Given problem: Please continue the excerpt below on monitoring Cisco SD-WAN with Splunk, picking up right after its last sentence.

Excerpt to read:
The vManage controller (recently rebranded as Cisco SD-WAN Manager) provides visibility into device state and policy application. What it doesn't provide is a service-level view: which sites are affected, how severely, and what is causing the degradation across the WAN hierarchy from site to device to interface. That cross-layer context is what Splunk software delivers.
Prerequisites
Software
This capability is built on a specific set of Splunk apps and Cisco technical add-ons working together:
- Acme SD-WAN Operations Command. This is a private app built on Splunk Enterprise. This is a custom set of dashboards for a fictional ACME network that provides insight into tunnel stability, application path steering, and WAN interface health. While this app is not publicly available, this article demonstrates the power of what you can build on the Splunk platform to achieve this use case. The exact SPL for some of the searches is given to get you started. Additional help in building a similar app tailored to your environment is available through the developer documentation or an engagement with Professional Services.

Items stored in a collection
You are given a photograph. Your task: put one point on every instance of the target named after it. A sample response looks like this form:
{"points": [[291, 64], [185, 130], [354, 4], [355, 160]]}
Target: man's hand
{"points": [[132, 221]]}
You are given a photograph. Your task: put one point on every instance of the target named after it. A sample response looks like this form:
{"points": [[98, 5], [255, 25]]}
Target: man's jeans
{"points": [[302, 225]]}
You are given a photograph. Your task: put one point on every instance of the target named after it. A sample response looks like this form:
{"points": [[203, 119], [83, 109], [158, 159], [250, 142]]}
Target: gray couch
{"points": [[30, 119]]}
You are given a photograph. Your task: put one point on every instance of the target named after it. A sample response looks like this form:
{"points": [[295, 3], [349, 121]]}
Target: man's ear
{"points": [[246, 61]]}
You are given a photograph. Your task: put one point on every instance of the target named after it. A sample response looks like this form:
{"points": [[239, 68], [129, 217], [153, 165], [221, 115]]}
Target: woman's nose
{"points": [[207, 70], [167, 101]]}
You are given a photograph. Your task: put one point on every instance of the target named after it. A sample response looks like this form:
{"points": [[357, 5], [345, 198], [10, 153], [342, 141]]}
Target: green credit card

Response to this task:
- Cisco Catalyst Add-on. Ingests vManage controller data, device telemetry, tunnel SLA metrics, unified threat defense (UTD) security events, and system logs through the vManage REST API.
- Splunk Stream (NetFlow from vEdge/cEdge). Provide fine-grained flow analysis for application mix, east-west versus internet traffic, and rare application (shadow IT) detection.
- Splunk ITSI (ITSI). Maps SD-WAN telemetry into service trees with site-level health scores. Adaptive thresholding detects degradation before hard thresholds fire.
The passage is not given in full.